SHORT PROBLEM
Reproduce the material word for word, from the line containing "Can you see the line" up to and including its final line.

------------

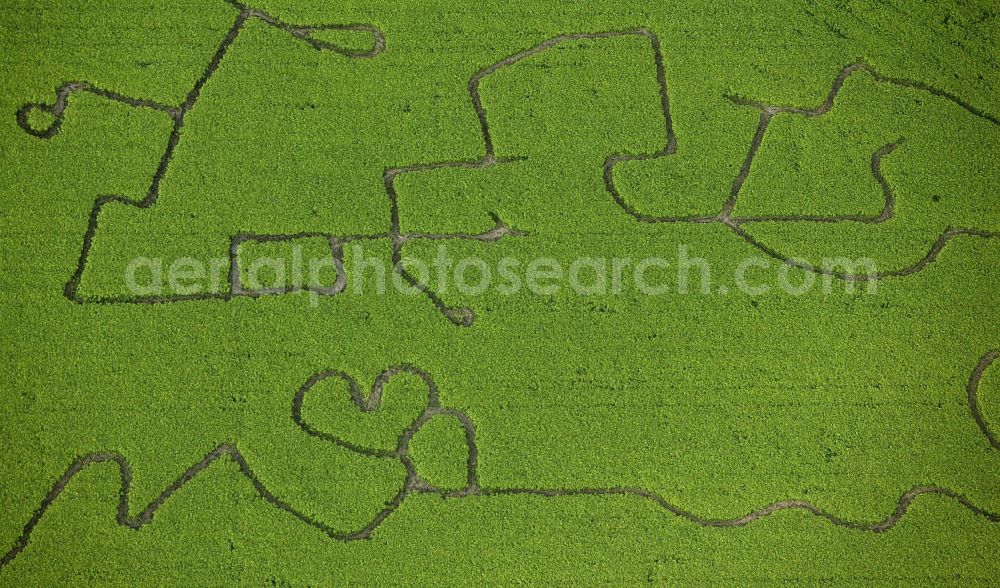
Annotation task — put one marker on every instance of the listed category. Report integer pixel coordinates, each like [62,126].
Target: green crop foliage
[826,431]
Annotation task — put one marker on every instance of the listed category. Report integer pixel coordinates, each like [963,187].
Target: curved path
[413,483]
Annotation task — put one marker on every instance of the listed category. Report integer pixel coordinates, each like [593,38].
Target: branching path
[465,316]
[413,483]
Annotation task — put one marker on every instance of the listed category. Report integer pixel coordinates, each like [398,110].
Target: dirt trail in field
[413,483]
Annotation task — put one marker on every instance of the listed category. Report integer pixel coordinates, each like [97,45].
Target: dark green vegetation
[612,409]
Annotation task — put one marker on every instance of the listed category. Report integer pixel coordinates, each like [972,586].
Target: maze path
[465,316]
[413,483]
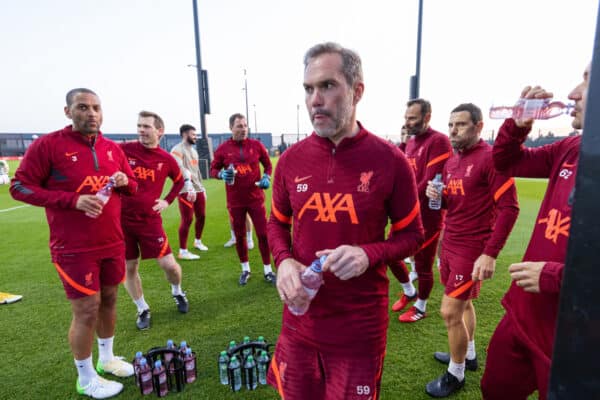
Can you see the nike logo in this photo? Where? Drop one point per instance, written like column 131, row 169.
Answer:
column 298, row 180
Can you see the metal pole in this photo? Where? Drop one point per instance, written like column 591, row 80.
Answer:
column 246, row 90
column 415, row 80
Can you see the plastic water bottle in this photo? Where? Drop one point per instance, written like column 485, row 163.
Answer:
column 189, row 363
column 223, row 362
column 261, row 367
column 104, row 193
column 235, row 374
column 159, row 375
column 136, row 366
column 250, row 373
column 145, row 373
column 438, row 185
column 248, row 350
column 232, row 168
column 531, row 108
column 312, row 279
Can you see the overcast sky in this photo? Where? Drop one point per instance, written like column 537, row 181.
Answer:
column 135, row 55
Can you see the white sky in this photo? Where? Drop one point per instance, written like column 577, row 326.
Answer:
column 134, row 54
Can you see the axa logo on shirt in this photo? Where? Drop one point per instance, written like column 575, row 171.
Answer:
column 326, row 208
column 455, row 187
column 144, row 173
column 93, row 183
column 556, row 225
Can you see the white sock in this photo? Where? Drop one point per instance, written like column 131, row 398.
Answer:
column 471, row 350
column 409, row 289
column 141, row 304
column 267, row 268
column 176, row 290
column 85, row 370
column 458, row 370
column 421, row 305
column 105, row 353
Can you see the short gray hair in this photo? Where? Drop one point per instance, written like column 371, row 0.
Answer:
column 351, row 63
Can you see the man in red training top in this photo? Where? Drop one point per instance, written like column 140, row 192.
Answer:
column 245, row 190
column 520, row 351
column 481, row 211
column 333, row 194
column 62, row 171
column 141, row 220
column 427, row 152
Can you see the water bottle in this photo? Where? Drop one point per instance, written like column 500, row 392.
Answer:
column 235, row 374
column 145, row 374
column 159, row 375
column 232, row 168
column 104, row 193
column 312, row 279
column 136, row 366
column 247, row 350
column 223, row 362
column 250, row 373
column 189, row 363
column 438, row 185
column 531, row 108
column 168, row 356
column 262, row 366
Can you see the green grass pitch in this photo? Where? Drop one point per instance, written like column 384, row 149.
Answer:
column 37, row 363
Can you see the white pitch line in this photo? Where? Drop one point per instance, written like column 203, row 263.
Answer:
column 14, row 208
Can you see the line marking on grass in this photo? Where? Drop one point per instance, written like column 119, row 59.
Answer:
column 14, row 208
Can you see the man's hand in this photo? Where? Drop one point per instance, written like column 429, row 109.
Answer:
column 345, row 262
column 527, row 275
column 90, row 204
column 289, row 285
column 120, row 179
column 264, row 182
column 535, row 92
column 227, row 175
column 159, row 205
column 483, row 268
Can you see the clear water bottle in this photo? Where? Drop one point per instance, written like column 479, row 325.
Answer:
column 146, row 385
column 250, row 373
column 312, row 279
column 189, row 364
column 159, row 376
column 136, row 366
column 438, row 185
column 104, row 193
column 232, row 169
column 168, row 357
column 531, row 109
column 248, row 350
column 262, row 365
column 235, row 374
column 223, row 362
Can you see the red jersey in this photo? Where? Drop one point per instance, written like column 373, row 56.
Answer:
column 59, row 167
column 427, row 153
column 151, row 168
column 535, row 314
column 482, row 204
column 329, row 196
column 245, row 155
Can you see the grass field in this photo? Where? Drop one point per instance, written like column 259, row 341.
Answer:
column 37, row 363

------------

THE SOLUTION
Can you see the line marking on grass in this photo? Where? Drop one point per instance, written like column 119, row 59.
Answer:
column 14, row 208
Can you see the man's hand in this photo? Where? Drop one point per instance, written like column 429, row 109.
Answer:
column 345, row 262
column 527, row 275
column 90, row 204
column 289, row 285
column 120, row 179
column 264, row 182
column 535, row 92
column 227, row 175
column 159, row 205
column 483, row 268
Can you see the clear water bottle in this photo? Where? Drop one point per instance, written like column 479, row 325.
Answer:
column 146, row 385
column 250, row 373
column 312, row 279
column 189, row 364
column 159, row 376
column 136, row 366
column 438, row 185
column 104, row 193
column 232, row 169
column 168, row 357
column 531, row 109
column 248, row 350
column 262, row 365
column 235, row 374
column 223, row 362
Can you see the red jersey in this photo? Where? Drop one point per instance, written like column 373, row 56.
Answer:
column 59, row 167
column 427, row 153
column 151, row 168
column 535, row 314
column 482, row 204
column 329, row 196
column 245, row 155
Can you see the grass field in this photo? Where? Drop one point per instance, written like column 259, row 341.
Answer:
column 37, row 363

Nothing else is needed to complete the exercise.